■ Work instruction ■
Output each record in full, exactly as it stands.

Stored data entries
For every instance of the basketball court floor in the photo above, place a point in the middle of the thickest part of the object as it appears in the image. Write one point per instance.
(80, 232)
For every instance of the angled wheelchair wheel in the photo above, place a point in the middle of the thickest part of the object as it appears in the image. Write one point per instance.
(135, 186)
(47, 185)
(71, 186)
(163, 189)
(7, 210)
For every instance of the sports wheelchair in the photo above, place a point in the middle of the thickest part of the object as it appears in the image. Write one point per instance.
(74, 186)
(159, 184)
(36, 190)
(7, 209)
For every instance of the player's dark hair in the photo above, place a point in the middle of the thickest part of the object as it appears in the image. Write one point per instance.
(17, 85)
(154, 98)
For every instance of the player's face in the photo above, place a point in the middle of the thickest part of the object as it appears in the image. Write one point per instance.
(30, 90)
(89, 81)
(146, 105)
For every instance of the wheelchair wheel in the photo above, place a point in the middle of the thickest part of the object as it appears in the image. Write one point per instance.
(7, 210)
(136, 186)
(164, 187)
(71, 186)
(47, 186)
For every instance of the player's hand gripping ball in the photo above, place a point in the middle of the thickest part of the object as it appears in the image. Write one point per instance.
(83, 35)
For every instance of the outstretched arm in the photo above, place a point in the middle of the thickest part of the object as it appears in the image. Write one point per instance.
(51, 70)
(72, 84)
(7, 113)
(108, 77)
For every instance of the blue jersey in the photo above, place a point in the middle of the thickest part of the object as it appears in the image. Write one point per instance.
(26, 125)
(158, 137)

■ Reply ■
For every instance of the basketball court floor in the photo above, place a point in the middle of the thickest part of the object as it appears in the image. Write one point per instance.
(80, 232)
For every instance of the angled wheelchair wheel in the photo above, place a point in the middle of the thickest part of the object as it appears in the image. Write one point per instance.
(135, 186)
(47, 185)
(71, 186)
(163, 189)
(7, 210)
For every instance of the sports wheelchair in the photo above, place a point in the middle of the thickest part of the object as it appears in the image. Write one point per instance.
(74, 186)
(159, 184)
(36, 190)
(7, 209)
For every instance of the player's dark hair in the photo above, place a point in the middle of the thickest part of the object as it appears in the image. Write one point per instance.
(17, 85)
(154, 98)
For every instance of the player's face in the photo above, place a point in the middle of the thickest part of the object as it appears in the image. Write one point per instance.
(30, 90)
(89, 81)
(146, 105)
For every instance of the wheelchair wheel in the photo above, place a point in the middle of the thickest part of the object as it appears in the image. Write one point per instance.
(7, 210)
(136, 186)
(164, 187)
(71, 186)
(47, 186)
For every instance of the player's hand gripping ball in the photo above, place a point in the middle of the thickest part of the object as it appears in the image. Write one point per instance.
(83, 35)
For every instance of the outstretched arm in the photo above, place a point in the middle of the thickest part of the object as it appears in the image. Write one point per instance.
(51, 70)
(72, 84)
(7, 113)
(108, 77)
For every instance of the blue jersey in the photo above, place a point in the middle of the thickest part of the object as it appears in the image. Write one point per instance.
(26, 125)
(158, 137)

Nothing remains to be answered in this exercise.